• [Problem statement]: All lines from the one with "Note to the class: point to the curly" onward, through the last line of the records below, are to be retyped word for word.
Top of Information given
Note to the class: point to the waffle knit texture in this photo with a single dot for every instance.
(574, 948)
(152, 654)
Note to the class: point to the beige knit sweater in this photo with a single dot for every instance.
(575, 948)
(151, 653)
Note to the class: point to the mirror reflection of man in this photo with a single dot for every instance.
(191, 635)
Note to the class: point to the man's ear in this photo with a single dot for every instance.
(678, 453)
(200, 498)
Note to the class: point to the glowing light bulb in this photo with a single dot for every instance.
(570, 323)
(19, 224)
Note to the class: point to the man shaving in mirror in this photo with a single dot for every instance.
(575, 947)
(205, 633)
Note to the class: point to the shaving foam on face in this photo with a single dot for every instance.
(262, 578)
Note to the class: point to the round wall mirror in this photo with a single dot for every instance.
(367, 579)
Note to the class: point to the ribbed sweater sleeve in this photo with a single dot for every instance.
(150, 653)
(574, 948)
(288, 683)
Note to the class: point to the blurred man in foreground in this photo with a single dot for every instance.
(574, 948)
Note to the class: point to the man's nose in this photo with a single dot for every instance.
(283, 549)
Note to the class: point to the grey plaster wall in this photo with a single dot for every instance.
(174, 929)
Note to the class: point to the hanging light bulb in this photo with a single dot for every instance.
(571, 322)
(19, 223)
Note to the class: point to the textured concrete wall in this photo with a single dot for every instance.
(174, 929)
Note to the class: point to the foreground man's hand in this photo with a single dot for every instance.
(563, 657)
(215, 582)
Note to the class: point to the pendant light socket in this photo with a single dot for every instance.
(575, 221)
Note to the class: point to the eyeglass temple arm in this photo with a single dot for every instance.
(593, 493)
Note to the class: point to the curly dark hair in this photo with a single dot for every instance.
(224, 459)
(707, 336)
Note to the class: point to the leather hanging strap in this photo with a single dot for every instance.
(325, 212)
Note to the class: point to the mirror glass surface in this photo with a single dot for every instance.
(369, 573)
Bottom of Information given
• [Exercise output]:
Note to the class: point to the curly dark hair in this photo with a single dot for every instance.
(224, 459)
(707, 336)
Note to the class: point to the leather hanging strap in this photo with a single dot for every instance.
(325, 212)
Note to the class: point to the mirror glass surface in this photo with a single dot for every instance.
(369, 573)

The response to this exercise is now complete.